## [Task to carry out]
Pick up the passage about the record "Humanity" where it stops, and keep writing it in the same voice.
Text block START
When I wrote about this one back in the spring, I didn’t really think of it as the best thing I found for the entire year. It really wasn’t until I was playing it on-air during my year end show that I really fully appreciated how special, strange and unique this record is. The louder you can play it, whether on house speakers or head phones, the better it gets. “Humanity” is so good, it just makes how ordinary “High School Years,” sounds even more frustrating…I mean, if this group could produce something as amazing as “Humanity,” just think what they could have created if they’d realized just how amazing those sounds would sound to our ears in 2014…oh well. I’m just thankful I found this one.
Text block END
Dataset records START
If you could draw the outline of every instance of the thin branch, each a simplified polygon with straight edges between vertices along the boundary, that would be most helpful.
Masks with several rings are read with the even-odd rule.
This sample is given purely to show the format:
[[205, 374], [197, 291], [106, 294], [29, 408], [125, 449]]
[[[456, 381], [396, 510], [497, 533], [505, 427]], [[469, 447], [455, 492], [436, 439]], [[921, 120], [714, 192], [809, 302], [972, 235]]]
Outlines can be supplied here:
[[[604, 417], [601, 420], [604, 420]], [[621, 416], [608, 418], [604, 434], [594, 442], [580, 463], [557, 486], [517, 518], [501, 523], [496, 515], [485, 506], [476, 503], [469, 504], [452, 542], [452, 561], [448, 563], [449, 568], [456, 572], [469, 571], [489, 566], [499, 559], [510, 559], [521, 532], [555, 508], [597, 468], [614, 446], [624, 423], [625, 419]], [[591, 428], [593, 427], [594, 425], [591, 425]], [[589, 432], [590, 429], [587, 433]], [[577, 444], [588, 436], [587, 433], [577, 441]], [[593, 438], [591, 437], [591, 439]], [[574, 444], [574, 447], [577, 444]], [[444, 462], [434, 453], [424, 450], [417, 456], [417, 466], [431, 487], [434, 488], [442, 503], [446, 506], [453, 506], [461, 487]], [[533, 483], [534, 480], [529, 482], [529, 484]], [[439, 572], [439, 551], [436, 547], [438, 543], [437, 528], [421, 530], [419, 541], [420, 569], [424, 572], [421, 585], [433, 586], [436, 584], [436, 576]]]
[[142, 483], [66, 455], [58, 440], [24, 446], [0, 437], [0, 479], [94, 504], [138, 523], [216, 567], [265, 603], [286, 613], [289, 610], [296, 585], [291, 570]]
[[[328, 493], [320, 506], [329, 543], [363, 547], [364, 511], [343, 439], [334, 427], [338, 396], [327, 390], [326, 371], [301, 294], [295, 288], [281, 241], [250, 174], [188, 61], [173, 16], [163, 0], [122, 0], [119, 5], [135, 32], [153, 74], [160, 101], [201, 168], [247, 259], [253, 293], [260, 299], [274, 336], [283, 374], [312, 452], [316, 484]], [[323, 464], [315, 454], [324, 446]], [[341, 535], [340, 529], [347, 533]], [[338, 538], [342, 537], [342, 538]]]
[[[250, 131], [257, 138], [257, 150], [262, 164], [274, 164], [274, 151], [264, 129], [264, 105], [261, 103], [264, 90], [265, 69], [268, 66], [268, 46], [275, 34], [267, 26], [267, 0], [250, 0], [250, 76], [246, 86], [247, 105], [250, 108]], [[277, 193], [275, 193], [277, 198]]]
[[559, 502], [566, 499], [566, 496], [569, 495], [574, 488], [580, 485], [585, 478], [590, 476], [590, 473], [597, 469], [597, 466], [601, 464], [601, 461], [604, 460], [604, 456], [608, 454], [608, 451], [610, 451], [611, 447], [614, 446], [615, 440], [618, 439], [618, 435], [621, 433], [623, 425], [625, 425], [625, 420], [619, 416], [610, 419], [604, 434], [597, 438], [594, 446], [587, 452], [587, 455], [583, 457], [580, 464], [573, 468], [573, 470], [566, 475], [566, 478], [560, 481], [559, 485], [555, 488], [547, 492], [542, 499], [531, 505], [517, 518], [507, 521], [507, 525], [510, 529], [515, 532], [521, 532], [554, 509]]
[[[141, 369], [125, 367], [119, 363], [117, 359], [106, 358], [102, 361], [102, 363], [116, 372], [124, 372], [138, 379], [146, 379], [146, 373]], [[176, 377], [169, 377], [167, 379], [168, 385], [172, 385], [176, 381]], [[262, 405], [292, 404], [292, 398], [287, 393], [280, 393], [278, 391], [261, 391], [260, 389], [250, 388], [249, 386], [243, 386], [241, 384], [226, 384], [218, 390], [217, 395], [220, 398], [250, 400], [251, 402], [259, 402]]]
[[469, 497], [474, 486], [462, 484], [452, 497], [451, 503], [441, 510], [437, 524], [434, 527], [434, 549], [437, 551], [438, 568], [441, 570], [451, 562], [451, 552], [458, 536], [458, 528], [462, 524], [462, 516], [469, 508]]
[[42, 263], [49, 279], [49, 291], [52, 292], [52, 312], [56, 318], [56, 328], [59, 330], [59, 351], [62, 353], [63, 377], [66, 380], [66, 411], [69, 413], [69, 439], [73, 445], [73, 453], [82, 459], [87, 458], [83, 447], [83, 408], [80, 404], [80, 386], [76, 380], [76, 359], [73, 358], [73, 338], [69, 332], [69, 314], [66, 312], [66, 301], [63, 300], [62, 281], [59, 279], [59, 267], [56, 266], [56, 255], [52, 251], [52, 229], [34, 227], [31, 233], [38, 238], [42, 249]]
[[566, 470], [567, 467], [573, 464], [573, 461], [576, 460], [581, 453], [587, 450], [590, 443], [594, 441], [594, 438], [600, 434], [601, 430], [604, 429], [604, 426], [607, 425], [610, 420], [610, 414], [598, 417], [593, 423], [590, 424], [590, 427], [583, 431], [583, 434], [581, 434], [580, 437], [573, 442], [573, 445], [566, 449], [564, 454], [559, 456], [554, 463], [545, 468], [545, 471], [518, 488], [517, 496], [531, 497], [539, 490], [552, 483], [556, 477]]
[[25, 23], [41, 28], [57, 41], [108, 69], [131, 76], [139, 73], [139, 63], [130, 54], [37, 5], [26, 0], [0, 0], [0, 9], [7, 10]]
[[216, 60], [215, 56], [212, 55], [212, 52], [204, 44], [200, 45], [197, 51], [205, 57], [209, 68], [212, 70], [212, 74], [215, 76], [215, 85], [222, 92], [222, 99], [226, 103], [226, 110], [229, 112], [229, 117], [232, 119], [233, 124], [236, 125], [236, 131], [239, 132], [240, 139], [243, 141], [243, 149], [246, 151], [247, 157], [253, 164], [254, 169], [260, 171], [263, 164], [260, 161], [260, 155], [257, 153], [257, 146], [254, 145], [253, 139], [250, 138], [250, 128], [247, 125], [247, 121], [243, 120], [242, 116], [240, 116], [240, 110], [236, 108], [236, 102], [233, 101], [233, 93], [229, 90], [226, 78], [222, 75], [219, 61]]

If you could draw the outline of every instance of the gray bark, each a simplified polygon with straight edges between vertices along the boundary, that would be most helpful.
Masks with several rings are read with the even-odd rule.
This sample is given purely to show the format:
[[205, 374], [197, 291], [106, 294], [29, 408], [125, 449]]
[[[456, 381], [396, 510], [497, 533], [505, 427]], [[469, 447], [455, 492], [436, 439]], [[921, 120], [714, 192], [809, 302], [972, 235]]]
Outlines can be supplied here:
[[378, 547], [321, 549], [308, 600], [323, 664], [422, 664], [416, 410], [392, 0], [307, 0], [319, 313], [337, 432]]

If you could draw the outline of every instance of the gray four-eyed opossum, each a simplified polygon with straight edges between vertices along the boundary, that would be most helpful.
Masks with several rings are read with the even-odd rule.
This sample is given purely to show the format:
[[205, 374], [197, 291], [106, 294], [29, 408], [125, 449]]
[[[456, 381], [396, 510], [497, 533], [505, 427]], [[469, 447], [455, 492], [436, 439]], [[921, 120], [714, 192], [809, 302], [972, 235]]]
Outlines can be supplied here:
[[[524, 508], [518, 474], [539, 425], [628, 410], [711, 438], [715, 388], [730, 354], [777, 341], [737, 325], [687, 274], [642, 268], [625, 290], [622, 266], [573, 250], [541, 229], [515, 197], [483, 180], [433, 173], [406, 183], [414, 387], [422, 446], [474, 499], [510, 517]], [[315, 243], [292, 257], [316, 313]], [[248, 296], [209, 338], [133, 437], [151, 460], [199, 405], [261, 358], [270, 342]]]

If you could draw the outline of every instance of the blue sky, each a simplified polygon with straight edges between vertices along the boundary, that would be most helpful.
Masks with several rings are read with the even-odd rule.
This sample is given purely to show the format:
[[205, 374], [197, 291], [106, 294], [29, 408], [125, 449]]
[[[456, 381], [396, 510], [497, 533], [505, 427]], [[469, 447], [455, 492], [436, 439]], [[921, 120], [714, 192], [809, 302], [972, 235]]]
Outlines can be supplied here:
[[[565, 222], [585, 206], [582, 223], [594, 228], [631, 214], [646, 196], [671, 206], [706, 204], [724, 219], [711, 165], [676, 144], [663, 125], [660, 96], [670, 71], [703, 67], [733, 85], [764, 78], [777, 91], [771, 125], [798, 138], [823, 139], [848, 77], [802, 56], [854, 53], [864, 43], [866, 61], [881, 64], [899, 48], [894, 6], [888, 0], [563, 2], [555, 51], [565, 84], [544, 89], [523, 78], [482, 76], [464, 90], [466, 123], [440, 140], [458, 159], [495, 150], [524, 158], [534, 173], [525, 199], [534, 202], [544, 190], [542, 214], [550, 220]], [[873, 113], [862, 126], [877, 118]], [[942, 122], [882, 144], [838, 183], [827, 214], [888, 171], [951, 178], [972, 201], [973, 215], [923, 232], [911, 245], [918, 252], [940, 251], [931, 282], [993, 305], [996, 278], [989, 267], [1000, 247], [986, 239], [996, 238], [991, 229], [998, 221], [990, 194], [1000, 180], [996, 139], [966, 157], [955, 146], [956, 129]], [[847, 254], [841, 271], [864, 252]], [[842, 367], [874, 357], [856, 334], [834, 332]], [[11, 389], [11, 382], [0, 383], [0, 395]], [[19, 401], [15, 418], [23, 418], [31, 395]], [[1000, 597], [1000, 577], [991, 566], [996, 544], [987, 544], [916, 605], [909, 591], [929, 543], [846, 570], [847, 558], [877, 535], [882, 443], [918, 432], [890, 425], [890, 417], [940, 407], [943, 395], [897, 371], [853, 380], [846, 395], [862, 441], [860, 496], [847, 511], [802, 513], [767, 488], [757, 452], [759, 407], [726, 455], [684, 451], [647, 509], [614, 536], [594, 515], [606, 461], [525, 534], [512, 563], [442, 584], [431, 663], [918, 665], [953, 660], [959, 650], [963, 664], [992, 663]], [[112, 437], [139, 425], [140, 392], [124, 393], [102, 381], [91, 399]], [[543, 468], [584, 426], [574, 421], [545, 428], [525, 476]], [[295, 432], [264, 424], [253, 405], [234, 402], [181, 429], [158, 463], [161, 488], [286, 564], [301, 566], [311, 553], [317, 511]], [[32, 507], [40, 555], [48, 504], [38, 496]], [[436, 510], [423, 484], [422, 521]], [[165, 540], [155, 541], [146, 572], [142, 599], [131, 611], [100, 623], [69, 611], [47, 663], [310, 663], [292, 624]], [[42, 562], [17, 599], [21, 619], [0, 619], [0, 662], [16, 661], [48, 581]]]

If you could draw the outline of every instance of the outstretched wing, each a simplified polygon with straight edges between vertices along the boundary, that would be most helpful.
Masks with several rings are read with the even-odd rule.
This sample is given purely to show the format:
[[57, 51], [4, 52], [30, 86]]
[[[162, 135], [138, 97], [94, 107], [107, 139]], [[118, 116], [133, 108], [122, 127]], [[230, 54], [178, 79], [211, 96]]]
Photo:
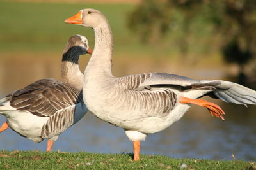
Dataset records END
## [Solved problem]
It had been a solid month since I was last on the air at KPFK, but aside from some janky needles that I can’t replace, my skills seemed no worse for the wear…here at the end of the month and the end of the year, I generally do not only an all vinyl show, but a look back at the best pieces of wax that I picked up over the year. As you can see, based on the pictures above and below, I bought a LOT of records in 2014. With all the changes that were going on in my personal life, I was overdue to engage in some record therapy and that’s clearly what I did. The show features things that I picked up in stores and online, but a couple of moments were major parts of the year and the show. The trip I had in New Orleans, netted some choice records, a few I’ve already shared and more than a few that should have already been up on here. There was also week long dig through a collector’s material back in the Spring that as you’ll see next week gave me some of my top finds of the whole year. Finally, throughout much of the year there have been auctions of records from the collection of dearly departed DJ and Collector Matthew Africa, of which I’ve been really lucky to win most of the auctions I took part in and now have a number of records that were connected to specific memories I had of Matthew.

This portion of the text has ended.